#!/usr/bin/env python
# coding: utf-8

# While preparing the first in an upcoming series of posts on [multi-armed bandits](https://en.wikipedia.org/wiki/Multi-armed_bandit), I realized that a post diving deep on a simple Monte Carlo estimate of $\pi$ would be a useful companion, so here it is.

# ## Monte Carlo Methods: the Standard Introductory Example
# 
# [Monte Carlo methods](https://en.wikipedia.org/wiki/Monte_Carlo_method) are a powerful tool for approximating hard- or impossible-to-calculate quantities using randomness and simulation.  In my [talks](https://austinrochford.com/talks.html) on Bayesian computation with [PyMC](https://www.pymc.io/welcome.html), I like to follow convention by introducing Monte Carlo methods by approximating $\pi$ as follows.

# In[1]:


get_ipython().run_line_magic('matplotlib', 'inline')
get_ipython().run_line_magic('config', 'InlineBackend.figure_format = "retina"')


# In[2]:


from matplotlib import pyplot as plt, ticker
import numpy as np
from scipy.stats import norm
import seaborn as sns


# In[3]:


sns.set(color_codes=True)


# We begin by generating 5,000 uniformly random points in the unit square $0 \leq x, y \leq 1$.

# In[4]:


# for reproducibility
SEED = 123456789

rng = np.random.default_rng(SEED)


# In[5]:


N = 5_000


# In[6]:


x, y = rng.uniform(size=(2, N))


# Here we visualize these samples.

# In[7]:


def make_axes():
    _, ax = plt.subplots()
    ax.set_aspect("equal")

    ax.xaxis.set_major_locator(ticker.MultipleLocator(1))
    ax.set_xlim(0, 1.01)
    
    ax.yaxis.set_major_locator(ticker.MultipleLocator(1))
    ax.set_ylim(0, 1.01)

    return ax


# In[8]:


ax = make_axes()
ax.scatter(x, y, alpha=0.25);


# Next we overlay the quarter of the unit circle corresponding to $y = \sqrt{1 - x^2}$ over these points.

# In[9]:


def quarter_circle(x):
    return np.sqrt(1 - x**2)


# In[10]:


ax = make_axes()

xs = np.linspace(0, 1, 100)
ax.plot(xs, quarter_circle(xs), c="k");

ax.scatter(x, y,  alpha=0.25);


# Finally, we highlight those samples that lie inside the unit circle, $x^2 + y^2 \leq 1$.

* Given request A *
Decide whether each statement below agrees with the Monte Carlo notebook. Answer yes or no for each, and quote the words of the notebook that decide it.
(i) The sample points are drawn uniformly at random from the unit square.
(ii) The number of sample points is set to 10,000.
(iii) A fixed seed is used for reproducibility.
* Given request B *
Reproduce the Monte Carlo notebook from "ax.scatter(x, y, alpha=0.25);" down to "np.sqrt(1 - x**2)", switching "quarter_circle" to "arc_height".
* Given request C *
Answer each question from the Monte Carlo notebook.
(i) How many random points are generated?
(ii) What value is assigned to SEED?
(iii) What inequality marks the samples that lie inside the unit circle?

* Dataset entries *

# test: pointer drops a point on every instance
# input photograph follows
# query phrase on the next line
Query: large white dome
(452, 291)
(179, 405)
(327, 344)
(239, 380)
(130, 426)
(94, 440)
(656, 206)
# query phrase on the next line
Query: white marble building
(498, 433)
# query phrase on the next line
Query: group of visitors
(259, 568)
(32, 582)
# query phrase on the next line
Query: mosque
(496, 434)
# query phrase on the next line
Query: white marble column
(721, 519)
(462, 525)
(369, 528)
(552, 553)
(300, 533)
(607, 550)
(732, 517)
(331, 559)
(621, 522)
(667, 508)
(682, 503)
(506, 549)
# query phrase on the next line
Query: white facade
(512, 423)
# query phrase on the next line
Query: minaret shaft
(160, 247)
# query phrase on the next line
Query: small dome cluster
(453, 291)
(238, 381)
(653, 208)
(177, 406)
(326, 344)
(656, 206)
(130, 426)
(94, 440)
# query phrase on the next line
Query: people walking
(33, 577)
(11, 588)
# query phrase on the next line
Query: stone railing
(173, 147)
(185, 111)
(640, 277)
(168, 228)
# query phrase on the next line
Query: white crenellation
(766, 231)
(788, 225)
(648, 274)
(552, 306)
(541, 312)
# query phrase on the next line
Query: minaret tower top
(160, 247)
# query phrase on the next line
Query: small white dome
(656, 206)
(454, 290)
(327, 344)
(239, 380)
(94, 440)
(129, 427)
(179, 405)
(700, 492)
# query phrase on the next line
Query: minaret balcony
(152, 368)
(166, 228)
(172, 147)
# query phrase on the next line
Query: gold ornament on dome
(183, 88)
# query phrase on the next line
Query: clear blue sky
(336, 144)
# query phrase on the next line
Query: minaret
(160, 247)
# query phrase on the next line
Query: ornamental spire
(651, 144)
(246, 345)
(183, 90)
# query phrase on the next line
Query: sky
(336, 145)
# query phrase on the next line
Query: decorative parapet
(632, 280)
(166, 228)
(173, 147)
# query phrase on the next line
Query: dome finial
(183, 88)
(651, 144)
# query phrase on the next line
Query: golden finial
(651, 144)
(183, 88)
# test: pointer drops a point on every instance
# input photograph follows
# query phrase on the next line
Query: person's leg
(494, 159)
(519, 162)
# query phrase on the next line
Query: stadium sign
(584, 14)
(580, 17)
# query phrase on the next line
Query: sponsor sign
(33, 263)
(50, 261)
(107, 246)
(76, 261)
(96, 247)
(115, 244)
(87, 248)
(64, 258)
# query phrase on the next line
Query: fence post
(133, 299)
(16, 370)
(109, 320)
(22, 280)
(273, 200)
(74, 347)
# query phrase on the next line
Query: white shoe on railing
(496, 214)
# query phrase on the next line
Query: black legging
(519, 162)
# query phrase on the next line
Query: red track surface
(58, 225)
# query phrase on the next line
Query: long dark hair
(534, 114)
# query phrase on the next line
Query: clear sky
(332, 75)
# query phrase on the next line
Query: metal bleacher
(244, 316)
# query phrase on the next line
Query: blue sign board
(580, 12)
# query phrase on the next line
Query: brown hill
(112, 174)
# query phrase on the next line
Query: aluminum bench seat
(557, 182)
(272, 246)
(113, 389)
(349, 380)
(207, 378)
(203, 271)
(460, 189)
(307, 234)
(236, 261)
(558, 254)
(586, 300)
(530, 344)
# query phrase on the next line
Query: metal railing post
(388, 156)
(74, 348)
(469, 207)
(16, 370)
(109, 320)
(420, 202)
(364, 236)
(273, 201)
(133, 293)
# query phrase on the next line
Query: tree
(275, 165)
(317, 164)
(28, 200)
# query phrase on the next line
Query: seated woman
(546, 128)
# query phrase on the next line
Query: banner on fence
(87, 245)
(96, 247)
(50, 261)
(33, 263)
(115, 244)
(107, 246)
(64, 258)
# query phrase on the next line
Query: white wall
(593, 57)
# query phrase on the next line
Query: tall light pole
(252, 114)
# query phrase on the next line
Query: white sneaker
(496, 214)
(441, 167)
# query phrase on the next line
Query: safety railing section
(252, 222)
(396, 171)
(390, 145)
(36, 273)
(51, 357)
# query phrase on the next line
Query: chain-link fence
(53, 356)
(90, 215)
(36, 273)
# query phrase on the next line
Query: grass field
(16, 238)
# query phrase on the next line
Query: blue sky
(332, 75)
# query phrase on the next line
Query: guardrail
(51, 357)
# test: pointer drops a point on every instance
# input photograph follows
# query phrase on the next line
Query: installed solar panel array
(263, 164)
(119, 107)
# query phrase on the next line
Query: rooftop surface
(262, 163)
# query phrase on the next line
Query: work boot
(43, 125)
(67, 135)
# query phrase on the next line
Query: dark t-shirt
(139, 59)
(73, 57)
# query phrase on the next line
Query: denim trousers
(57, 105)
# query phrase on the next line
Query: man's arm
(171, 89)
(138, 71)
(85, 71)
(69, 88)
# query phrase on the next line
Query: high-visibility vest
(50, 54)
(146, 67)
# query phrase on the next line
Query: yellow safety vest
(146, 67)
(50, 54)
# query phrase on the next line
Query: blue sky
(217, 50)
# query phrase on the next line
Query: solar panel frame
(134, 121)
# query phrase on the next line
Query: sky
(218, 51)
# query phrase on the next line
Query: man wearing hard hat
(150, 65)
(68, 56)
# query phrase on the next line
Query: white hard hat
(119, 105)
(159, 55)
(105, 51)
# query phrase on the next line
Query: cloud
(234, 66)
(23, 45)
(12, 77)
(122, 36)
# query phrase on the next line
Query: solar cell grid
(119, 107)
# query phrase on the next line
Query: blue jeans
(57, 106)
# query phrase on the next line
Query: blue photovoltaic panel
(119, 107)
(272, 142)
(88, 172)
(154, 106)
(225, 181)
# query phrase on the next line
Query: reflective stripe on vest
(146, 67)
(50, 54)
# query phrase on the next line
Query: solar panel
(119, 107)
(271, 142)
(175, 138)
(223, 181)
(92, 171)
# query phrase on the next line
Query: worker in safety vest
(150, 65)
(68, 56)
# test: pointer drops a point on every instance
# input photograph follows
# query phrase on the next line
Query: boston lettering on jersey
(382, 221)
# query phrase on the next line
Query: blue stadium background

* Right answer A *
(i) Yes: "We begin by generating 5,000 uniformly random points in the unit square"
(ii) No: "N = 5_000"
(iii) Yes: "# for reproducibility"

* Right answer B *
ax.scatter(x, y, alpha=0.25);


# Next we overlay the quarter of the unit circle corresponding to $y = \sqrt{1 - x^2}$ over these points.

# In[9]:


def arc_height(x):
    return np.sqrt(1 - x**2)

* Right answer C *
(i) 5,000
(ii) 123456789
(iii) x^2 + y^2 ≤ 1